- [PASSAGE PROVIDED]
Not all parents of children who have a disability of some kind obsess. Admittedly, I do. I struggle to tame the worries that invade my thoughts and I tend to hover over my daughter. (Think helicopter blades whirling furiously over head, bubble wrap dispenser on the ready.)
My child has global development delays, speech and gross motor issues, and seizures. Despite her diagnosis she has made incredible progress. For a child who doctors said may never walk or talk, she is doing both — in your face, science.
Our girl is no longer a baby. She is active and bold and curious. To deny her independence and the chance to explore would be cruel, so I hold my breath and let her go. Up the stairs by herself; higher on the swings; in the pool, close by, but liberated from her water wings.
As it is for any child, loosening their reins allows them to reach further. So despite my racing heart, I’m trying to give her space to grow.
My other child, Avery’s big brother, laughs when I remind him to chew his food. To him, grapes are juicy mouthfuls. To me they are ominous orbs of imminent choking. I’m not completely insane though — I stopped cutting his grapes in half ages ago (er, last year).
One morning not long ago I made breakfast for the kids—my son had his usually nutty granola with yogurt and fruit, while my daughter had cereal without nuts (they’re too chokey), yogurt and a banana, mashed. As they ate I quickly ran upstairs to grab a hair elastic. I was gone only a minute when I heard a quickly chair push away from the table followed by silence, then staggering footsteps.
By the time I got to the top of the stairs, Avery was on the first landing, reaching out for me. “Mom! Avery’s choking!” my son yelled from right behind her.

[Saved data entries]
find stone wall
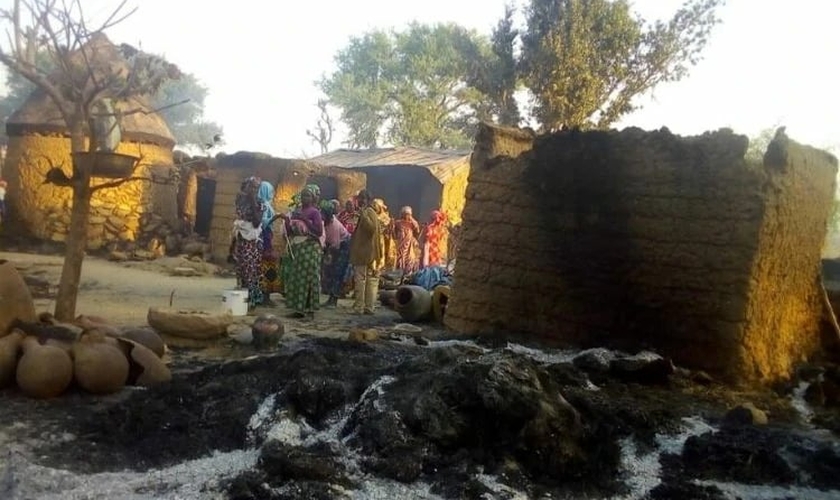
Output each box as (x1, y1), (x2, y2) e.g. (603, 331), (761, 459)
(447, 126), (837, 383)
(5, 135), (177, 250)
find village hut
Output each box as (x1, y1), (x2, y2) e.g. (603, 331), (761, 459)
(311, 147), (470, 225)
(205, 151), (365, 260)
(3, 34), (178, 249)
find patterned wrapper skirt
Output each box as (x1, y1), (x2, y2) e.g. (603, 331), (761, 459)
(283, 239), (322, 313)
(233, 237), (263, 307)
(260, 257), (283, 296)
(324, 240), (352, 298)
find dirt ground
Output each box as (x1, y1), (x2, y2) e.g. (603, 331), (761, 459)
(0, 252), (414, 344)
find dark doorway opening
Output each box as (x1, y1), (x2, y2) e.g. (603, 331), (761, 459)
(195, 177), (216, 237)
(306, 175), (341, 201)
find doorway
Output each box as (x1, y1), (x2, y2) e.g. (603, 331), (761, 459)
(195, 177), (216, 237)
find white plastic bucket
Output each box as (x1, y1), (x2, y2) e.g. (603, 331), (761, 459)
(222, 290), (248, 316)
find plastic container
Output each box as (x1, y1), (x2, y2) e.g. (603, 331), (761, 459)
(222, 290), (248, 316)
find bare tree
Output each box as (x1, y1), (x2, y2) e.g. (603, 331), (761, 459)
(306, 99), (333, 154)
(0, 0), (180, 320)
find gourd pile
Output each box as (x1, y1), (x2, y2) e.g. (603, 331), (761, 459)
(0, 314), (172, 399)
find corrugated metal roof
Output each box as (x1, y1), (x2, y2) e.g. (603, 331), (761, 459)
(309, 147), (470, 183)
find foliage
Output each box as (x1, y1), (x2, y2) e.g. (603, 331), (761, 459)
(306, 99), (335, 154)
(319, 23), (506, 148)
(521, 0), (723, 130)
(0, 0), (181, 321)
(744, 125), (779, 163)
(320, 0), (724, 148)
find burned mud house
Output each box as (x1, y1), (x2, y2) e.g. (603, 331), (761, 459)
(202, 152), (365, 260)
(446, 125), (837, 384)
(3, 35), (177, 249)
(311, 147), (470, 224)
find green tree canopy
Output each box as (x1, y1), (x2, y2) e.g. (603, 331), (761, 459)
(320, 0), (724, 148)
(520, 0), (723, 130)
(320, 23), (508, 148)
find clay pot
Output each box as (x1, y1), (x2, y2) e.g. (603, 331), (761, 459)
(73, 314), (120, 337)
(73, 330), (128, 394)
(16, 337), (73, 398)
(118, 328), (166, 358)
(394, 285), (432, 322)
(379, 290), (397, 307)
(117, 338), (172, 387)
(0, 328), (26, 389)
(0, 260), (38, 337)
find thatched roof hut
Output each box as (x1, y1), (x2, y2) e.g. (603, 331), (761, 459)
(311, 147), (470, 224)
(3, 34), (178, 249)
(6, 33), (175, 149)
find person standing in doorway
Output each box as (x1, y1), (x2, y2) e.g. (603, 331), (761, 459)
(391, 206), (420, 276)
(0, 179), (6, 224)
(350, 190), (384, 314)
(423, 210), (449, 267)
(257, 181), (283, 307)
(231, 177), (265, 309)
(281, 187), (324, 318)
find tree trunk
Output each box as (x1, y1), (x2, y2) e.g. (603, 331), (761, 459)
(55, 120), (91, 321)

- [REQUIREMENT] Pick up the account of Avery choking at breakfast and write what happens next, beginning right after her brother's shout from the stairs. These saved data entries have no connection to the account of the parent and daughter.

- [ANSWER BELOW]
He grabbed her around the waist and started the Heimlich. A few pumps and he dislodged the end tip of a banana that was caught in her throat. Avery cried and said, “Banana hurt me,” while holding her neck.
Though I coarsely mashed the chunks of banana into creamy mush, a small pointy end bit remained. It didn’t occur to me that this would be a danger but it turned out to be just that, due to its size and slippery shape, it became lodged in her little throat.
Friends have let their kids, some younger than Avery, eat in front of the TV or in another room. “It’s fine,” they said. I’m sure it is, but it seems the minute I try to treat Avery like any other kid, something happens to remind me that she Is not like every other kid.
My job is to protect her, so if watching her closely at the breakfast table or following her around at the park is what I need to do, so be it. And to you lady, who rolled your eyes at me as I stood under my child on the play structure… I saw your expression change from scorn to shock when she fell and I caught her in my arms below.
I may hover, but I don’t mean to smother. I am a mom — a “Special Needs Mom”…and this is how it is.
*Um, how excellent is my son? Seriously. There are no words to express how much we love and appreciate this amazing boy.